▸ Exercise
Repeat each of the rows below word for word, leaving out the pictures.
..........
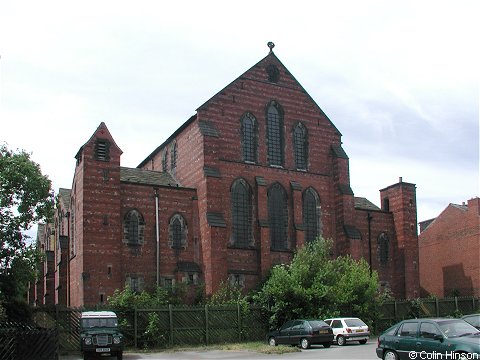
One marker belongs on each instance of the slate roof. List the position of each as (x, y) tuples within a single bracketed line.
[(364, 204), (146, 177)]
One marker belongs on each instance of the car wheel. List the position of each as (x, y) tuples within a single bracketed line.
[(304, 343), (390, 355), (340, 340)]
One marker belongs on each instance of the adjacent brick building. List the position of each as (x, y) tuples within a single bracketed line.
[(449, 251), (255, 173)]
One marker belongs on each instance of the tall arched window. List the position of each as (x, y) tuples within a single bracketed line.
[(173, 156), (165, 159), (177, 230), (383, 248), (249, 138), (300, 146), (73, 247), (133, 228), (275, 134), (311, 215), (241, 214), (277, 217)]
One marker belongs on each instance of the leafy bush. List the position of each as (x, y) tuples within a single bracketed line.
[(315, 286)]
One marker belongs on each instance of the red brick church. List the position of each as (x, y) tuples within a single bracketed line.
[(255, 173)]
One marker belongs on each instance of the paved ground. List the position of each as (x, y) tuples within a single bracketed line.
[(349, 351)]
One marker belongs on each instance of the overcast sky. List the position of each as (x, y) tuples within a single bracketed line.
[(399, 79)]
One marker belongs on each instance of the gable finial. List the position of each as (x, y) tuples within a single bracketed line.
[(270, 45)]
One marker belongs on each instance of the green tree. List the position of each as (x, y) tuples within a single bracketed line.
[(25, 199), (315, 286)]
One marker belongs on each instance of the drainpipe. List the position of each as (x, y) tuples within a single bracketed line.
[(369, 219), (157, 229)]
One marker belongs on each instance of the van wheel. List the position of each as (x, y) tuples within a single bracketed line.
[(304, 344)]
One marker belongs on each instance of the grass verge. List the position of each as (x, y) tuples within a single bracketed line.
[(257, 346)]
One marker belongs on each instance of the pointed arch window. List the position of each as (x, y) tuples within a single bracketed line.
[(277, 217), (173, 156), (133, 228), (177, 232), (300, 146), (165, 159), (73, 247), (311, 215), (275, 139), (249, 137), (383, 248), (241, 214)]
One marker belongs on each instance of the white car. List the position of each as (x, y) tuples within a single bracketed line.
[(349, 329)]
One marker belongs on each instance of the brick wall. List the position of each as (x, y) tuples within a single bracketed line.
[(449, 252)]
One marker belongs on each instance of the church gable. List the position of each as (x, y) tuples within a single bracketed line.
[(268, 71), (101, 146)]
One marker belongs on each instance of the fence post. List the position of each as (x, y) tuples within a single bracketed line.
[(135, 327), (206, 325), (170, 315), (239, 322)]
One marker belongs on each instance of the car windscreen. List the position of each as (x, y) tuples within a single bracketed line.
[(354, 322), (99, 322), (456, 328), (473, 320), (317, 323)]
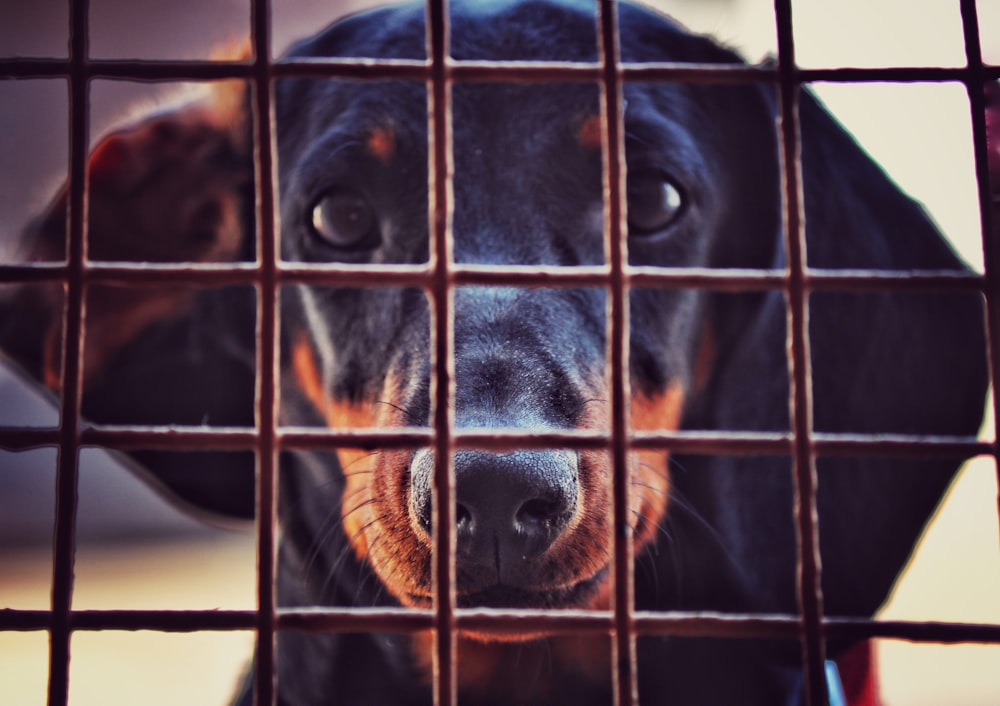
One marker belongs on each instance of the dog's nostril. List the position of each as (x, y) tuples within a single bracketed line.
[(539, 513)]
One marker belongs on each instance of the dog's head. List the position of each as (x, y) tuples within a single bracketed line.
[(532, 524)]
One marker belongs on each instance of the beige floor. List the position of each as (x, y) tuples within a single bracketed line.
[(956, 577)]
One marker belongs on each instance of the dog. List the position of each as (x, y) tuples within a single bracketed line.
[(711, 532)]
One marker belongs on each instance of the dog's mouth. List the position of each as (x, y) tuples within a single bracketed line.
[(581, 594)]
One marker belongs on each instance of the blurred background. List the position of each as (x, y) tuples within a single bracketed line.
[(135, 551)]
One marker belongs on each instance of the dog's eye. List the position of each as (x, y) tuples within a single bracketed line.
[(654, 202), (345, 220)]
..........
▸ Solution for this problem
One marker belongs on each instance of the slate roof. List the position of each as (x, y) tuples within a single bracketed line.
[(364, 204), (146, 177)]
One marker belongs on each instance of the car wheel. List the position of each as (x, y) tuples within a single bracketed line.
[(304, 343), (390, 355), (340, 340)]
One marker belongs on each instance of the adjacent brick building. List the position of each as (x, y) tuples within a single bracketed line.
[(449, 251), (255, 173)]
One marker belongs on each instance of the tall arched window. List the position of each as (x, y) tuples within a single bracketed line.
[(173, 156), (165, 159), (177, 230), (383, 248), (249, 138), (300, 146), (73, 247), (133, 228), (275, 134), (311, 215), (241, 214), (277, 217)]
One marker belongs on each instance of the leafy bush. List the position of each as (x, y) tuples within a single bracketed line.
[(315, 286)]
One marker belongs on each instance of the red brick church. List the position of each as (x, y) tuples within a single bracketed line.
[(255, 173)]
One marker belongs on each instance of the paved ground. List the position of each as (x, y) tuples within a single bracketed line.
[(349, 351)]
One marker belongs on each instance of the overcast sky. List the position of each as (x, y) tuples within a single bracketed line.
[(399, 79)]
One marker belongs on each instance of the gable finial. List the position of each as (x, y) tuples within a single bracketed line.
[(270, 45)]
One marker belongs on each instance of the green tree. List the position of each as (x, y) tuples within a single bracketed line.
[(25, 199), (315, 286)]
One marker belongs on each instance of the drainpipe. List the position of each as (x, y) tuples within a single bracketed line.
[(369, 219), (157, 229)]
One marker belongs on each instance of the van wheel. List the position of each as (x, y) tuples within a single bracketed line.
[(304, 344)]
One marker belongs on each instance of the grass verge. List the position of each as (x, y) tuples within a single bracketed line.
[(257, 346)]
One marker belongs on each instance of the pointed arch window. List the position of each as (x, y) tuples within a single bracketed line.
[(277, 217), (173, 156), (133, 228), (177, 232), (300, 146), (165, 159), (73, 247), (311, 215), (275, 139), (249, 137), (383, 248), (241, 214)]
One marker belongs on each instance of the white car. List the position of each as (x, y) tuples within a single bracketed line.
[(349, 329)]
One marker belongs on each instance of the brick wall. List the position of each as (x, y) tuples within a single bracketed line.
[(449, 252)]
One marker belongs on each instance of the church gable. List the position of each as (x, y) tuples within a single bracketed line.
[(268, 71), (101, 146)]
One marker belongs on each instance of the fence post. List the position of each as (x, y) tuples within a single bracketed line.
[(135, 327), (206, 325), (170, 315), (239, 322)]
One marker belongs on each instance of the car windscreen. List the position of each as (x, y) tuples within a single bracketed line.
[(354, 322), (99, 322), (456, 328), (473, 320), (317, 323)]
One marker belongs on each instance of the dog's nostril. List the position of each as (x, y) tuples within a single bracketed line.
[(539, 513)]
One marker belongs on each instance of the dog's head. List the position of each as (x, y) tuples within a single bracketed line.
[(532, 524)]
One marker belongs on each instance of the beige floor. List the position of each as (x, y) tuples within a single bracketed line.
[(956, 577)]
One marker belongs on each instance of the dog. List the position of each as (x, y) tuples within a single bracketed line.
[(711, 532)]
One marker belongs on each instance of the dog's mouth. List the position of each as (x, y) tuples within a single bracketed line.
[(581, 594)]
One marker belongs on each instance of the blurred background. List the position of each as (x, y) tuples within a single bracketed line.
[(135, 551)]
One marker belongs on each instance of the dog's eye. List the position of each as (x, y) tuples within a single bracketed line.
[(654, 202), (345, 220)]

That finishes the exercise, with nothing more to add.